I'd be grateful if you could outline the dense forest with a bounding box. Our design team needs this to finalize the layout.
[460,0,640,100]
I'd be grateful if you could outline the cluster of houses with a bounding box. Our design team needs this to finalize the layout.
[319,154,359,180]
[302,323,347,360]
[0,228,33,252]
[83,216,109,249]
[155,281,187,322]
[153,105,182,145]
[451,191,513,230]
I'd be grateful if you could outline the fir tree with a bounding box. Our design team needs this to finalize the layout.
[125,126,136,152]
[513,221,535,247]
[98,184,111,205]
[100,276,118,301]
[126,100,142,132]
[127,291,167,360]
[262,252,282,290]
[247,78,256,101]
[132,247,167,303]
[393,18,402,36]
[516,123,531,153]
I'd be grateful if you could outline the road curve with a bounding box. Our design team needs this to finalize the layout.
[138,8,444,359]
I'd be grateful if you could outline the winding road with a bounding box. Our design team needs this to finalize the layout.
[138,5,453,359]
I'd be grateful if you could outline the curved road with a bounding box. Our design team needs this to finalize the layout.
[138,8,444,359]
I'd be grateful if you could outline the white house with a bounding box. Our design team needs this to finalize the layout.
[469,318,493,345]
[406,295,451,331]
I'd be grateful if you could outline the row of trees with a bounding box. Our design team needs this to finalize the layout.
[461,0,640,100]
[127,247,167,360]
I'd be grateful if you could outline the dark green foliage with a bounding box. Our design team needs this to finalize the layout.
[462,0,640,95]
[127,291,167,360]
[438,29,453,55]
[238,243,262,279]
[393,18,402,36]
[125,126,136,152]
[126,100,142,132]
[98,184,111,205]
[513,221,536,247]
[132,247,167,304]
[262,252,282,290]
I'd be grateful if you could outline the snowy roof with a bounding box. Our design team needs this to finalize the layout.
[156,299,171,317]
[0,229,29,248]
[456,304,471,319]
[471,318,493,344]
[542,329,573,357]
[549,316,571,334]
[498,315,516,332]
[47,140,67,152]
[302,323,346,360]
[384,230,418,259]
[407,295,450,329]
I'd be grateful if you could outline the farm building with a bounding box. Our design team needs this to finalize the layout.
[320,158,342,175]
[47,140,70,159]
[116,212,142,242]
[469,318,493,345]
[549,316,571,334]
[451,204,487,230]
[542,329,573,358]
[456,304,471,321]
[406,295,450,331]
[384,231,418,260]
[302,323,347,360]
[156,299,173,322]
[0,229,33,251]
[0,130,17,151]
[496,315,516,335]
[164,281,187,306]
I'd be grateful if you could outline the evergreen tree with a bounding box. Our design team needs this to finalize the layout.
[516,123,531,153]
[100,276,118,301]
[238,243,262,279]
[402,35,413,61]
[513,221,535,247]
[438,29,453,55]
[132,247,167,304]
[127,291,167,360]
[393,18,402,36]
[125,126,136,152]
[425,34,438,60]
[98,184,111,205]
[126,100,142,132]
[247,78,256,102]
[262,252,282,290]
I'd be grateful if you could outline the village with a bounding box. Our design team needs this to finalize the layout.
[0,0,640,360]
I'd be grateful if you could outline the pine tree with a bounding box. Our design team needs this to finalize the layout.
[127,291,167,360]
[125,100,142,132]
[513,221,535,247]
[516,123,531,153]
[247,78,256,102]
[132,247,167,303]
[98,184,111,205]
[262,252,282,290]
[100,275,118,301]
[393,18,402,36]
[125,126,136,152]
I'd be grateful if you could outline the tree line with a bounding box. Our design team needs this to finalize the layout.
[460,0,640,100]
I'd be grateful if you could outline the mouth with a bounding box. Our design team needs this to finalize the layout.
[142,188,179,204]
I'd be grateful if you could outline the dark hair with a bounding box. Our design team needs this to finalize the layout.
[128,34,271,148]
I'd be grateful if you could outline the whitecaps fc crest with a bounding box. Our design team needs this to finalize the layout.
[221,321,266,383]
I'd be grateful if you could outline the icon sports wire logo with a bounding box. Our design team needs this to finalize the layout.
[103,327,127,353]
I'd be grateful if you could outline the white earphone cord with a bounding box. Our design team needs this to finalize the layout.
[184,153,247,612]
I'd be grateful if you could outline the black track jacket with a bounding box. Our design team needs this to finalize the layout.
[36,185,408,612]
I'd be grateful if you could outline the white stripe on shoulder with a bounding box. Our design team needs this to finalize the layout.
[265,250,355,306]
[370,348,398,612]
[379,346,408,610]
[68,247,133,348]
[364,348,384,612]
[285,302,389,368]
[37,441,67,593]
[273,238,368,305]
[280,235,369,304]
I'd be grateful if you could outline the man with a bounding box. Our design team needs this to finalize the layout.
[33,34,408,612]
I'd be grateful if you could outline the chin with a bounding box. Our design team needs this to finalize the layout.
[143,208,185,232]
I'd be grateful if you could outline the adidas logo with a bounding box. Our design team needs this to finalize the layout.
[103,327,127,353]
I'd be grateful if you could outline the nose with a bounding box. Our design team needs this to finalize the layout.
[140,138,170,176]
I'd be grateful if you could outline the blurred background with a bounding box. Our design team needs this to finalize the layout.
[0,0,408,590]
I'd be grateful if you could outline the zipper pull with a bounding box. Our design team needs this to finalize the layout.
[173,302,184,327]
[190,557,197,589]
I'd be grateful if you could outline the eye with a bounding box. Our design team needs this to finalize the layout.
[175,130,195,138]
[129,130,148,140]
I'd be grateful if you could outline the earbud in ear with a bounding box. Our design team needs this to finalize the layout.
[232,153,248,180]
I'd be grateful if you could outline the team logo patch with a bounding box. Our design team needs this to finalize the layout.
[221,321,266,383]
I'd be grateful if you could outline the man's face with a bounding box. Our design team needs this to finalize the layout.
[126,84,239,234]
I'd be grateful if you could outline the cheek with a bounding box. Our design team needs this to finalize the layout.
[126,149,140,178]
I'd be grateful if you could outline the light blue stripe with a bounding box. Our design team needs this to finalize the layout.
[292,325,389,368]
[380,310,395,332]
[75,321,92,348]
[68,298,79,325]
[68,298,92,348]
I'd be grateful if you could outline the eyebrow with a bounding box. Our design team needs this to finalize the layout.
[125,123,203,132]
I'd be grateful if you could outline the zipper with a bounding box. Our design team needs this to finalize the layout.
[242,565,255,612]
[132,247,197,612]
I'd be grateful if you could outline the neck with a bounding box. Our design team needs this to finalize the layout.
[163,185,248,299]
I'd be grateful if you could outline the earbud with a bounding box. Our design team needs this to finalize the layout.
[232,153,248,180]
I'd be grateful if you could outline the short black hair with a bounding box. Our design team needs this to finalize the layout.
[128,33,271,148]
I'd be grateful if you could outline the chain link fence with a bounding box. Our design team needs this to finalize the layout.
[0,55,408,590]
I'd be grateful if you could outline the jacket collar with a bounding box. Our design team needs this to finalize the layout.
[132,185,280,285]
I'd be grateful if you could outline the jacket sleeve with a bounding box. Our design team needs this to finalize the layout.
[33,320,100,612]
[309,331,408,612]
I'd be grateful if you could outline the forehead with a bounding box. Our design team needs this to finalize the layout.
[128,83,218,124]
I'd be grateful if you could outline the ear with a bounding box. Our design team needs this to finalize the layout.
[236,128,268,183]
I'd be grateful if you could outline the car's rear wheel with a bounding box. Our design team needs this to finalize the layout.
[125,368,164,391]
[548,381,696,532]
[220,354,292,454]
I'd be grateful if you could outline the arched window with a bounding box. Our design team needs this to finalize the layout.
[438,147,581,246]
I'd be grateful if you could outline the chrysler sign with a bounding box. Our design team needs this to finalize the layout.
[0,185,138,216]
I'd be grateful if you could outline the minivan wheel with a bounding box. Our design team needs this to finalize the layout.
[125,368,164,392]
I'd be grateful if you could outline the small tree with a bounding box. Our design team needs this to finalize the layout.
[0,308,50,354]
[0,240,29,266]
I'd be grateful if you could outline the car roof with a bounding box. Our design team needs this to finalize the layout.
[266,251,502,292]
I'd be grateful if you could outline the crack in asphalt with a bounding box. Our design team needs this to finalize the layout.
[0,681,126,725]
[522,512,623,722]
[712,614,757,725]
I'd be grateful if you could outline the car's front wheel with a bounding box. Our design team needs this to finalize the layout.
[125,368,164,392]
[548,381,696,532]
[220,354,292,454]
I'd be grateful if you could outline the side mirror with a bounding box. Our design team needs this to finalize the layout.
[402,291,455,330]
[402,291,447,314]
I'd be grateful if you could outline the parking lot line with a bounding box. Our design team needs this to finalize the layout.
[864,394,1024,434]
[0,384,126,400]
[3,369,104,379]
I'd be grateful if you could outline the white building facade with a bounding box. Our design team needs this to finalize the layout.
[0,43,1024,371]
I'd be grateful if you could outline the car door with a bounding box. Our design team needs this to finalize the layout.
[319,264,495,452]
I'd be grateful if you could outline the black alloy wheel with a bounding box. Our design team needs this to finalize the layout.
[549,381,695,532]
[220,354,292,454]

* [Job]:
Could you pull out the stretch of items from the line containing "I'd be grateful if you could outline the road" through the line containing "[406,295,451,331]", copying every line unchanged?

* [Result for this task]:
I'd be grateful if you could outline the road curve with a bounding box. Our design team needs this to finalize the layout.
[138,8,444,359]
I'd be grateful if you could outline the winding road with a bounding box. Our design team needs this to finalize the layout.
[138,5,453,359]
I'd be grateful if you could outline the curved road with a bounding box. Our design team needs this to finalize the layout.
[138,8,444,359]
I'd be grateful if you could outline the white house with a bounding box. Our design team needs this to finalize the layout.
[469,318,493,345]
[406,295,451,331]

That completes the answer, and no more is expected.